We collected two realistic datasets for the experiment, with the following information:

(1): The Linux kernel source code dataset [22]. The total size is 233.95 GB, and the total versions are 260, including version from 3.0 to 3.4.63;
(2): The SQLite [24] period backup dataset while running the TPC-C benchmark [25]. The total size is 148 GB, and the total backups are 90.

Because the data size increases in a real storage system, we simulate this characterization to comprehensively observe the experimental results, which means that we perform the experiment by setting the dataset size from small to large. In the Linux kernel experiment, we used the first 60 versions to perform the first experiment. Afterwards, we performed the experiment at the interval of 50 versions. That means we performed the first experiment with the first 60 versions, and the second experiment with the first 110 versions until all the experiments were finished. In the SQLite experiment, we used the first 20 backups for the first experiment, and then performed the experiment at intervals of 20 backups. The minimum and maximum need to be set in the CDC algorithm, and we set the minimum to 64 B and the maximum to 32 MB. Consequently, the expected chunk size range that needs to be observed is 64 B–32 MB.

──────────

• _Directive 1_
Translate this sentence from the dataset description into Spanish: "In the Linux kernel experiment, we used the first 60 versions to perform the first experiment."
• _Directive 2_
For each statement, answer yes or no according to the dataset description, quoting the words that decide it. (a) The SQLite dataset contains 90 backups. (b) After the first Linux kernel experiment, further experiments were run at intervals of 20 versions. (c) The minimum chunk size in the CDC algorithm was set to 64 B.

──────────

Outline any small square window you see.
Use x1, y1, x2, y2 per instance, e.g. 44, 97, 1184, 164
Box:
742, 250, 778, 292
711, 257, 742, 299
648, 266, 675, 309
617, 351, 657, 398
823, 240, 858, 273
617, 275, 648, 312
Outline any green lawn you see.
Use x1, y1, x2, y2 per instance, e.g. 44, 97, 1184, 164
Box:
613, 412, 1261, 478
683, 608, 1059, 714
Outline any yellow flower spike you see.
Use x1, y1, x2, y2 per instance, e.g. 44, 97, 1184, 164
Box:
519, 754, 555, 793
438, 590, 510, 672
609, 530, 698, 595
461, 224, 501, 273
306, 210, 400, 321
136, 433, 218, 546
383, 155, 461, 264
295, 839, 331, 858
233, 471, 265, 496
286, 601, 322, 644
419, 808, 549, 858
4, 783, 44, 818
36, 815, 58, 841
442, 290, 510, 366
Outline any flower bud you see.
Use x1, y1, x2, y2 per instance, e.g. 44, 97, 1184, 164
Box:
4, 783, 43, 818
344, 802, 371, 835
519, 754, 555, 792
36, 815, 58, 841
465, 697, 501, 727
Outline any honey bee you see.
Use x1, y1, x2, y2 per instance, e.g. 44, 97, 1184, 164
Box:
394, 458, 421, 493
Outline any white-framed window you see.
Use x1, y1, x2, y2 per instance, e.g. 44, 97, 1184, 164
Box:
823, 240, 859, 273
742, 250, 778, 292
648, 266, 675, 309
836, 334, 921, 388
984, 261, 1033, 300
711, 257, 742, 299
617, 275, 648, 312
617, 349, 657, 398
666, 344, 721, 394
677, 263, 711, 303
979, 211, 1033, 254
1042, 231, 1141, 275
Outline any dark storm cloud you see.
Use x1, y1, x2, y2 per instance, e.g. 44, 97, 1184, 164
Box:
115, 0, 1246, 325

──────────

• _Expected output 1_
En el experimento con el kernel de Linux, utilizamos las primeras 60 versiones para realizar el primer experimento.

• _Expected output 2_
(a) Yes: "the total backups are 90"
(b) No: "Afterwards, we performed the experiment at the interval of 50 versions."
(c) Yes: "we set the minimum to 64 B"